[Do this]
In the listing below, copy verbatim the lines starting with the one that contains "Q: Point to every instance of the bracket" and going on through the last line of the listing, with both ends included.

— BEGIN —

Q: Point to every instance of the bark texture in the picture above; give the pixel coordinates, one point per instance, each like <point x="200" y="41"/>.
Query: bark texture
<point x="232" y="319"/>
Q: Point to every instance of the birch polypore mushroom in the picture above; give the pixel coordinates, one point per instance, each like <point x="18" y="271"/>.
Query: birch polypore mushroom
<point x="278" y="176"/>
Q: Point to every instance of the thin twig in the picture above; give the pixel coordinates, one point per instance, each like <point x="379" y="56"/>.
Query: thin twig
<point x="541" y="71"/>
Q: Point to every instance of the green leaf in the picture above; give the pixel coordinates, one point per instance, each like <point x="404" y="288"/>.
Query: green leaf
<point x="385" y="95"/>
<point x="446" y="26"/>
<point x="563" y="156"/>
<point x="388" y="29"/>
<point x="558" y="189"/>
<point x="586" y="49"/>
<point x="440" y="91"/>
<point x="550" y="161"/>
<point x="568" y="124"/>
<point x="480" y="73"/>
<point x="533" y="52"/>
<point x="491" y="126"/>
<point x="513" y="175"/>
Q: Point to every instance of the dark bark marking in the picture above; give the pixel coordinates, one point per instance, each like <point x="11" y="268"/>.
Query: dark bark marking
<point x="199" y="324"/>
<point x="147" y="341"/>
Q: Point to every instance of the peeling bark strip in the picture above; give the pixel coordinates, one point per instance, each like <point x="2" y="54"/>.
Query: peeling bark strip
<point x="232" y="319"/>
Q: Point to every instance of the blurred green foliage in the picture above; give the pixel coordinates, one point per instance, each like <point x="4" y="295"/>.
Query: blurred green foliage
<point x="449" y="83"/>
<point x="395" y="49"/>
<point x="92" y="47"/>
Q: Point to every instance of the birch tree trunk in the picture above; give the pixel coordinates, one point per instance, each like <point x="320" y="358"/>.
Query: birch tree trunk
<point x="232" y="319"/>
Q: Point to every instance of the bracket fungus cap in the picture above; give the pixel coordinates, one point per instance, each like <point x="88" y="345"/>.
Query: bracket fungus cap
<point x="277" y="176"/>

— END —

[Task output]
Q: Point to every instance of the bracket fungus cap in the picture above; give the pixel coordinates, one point per instance, each like <point x="88" y="345"/>.
Query: bracket fungus cap
<point x="277" y="176"/>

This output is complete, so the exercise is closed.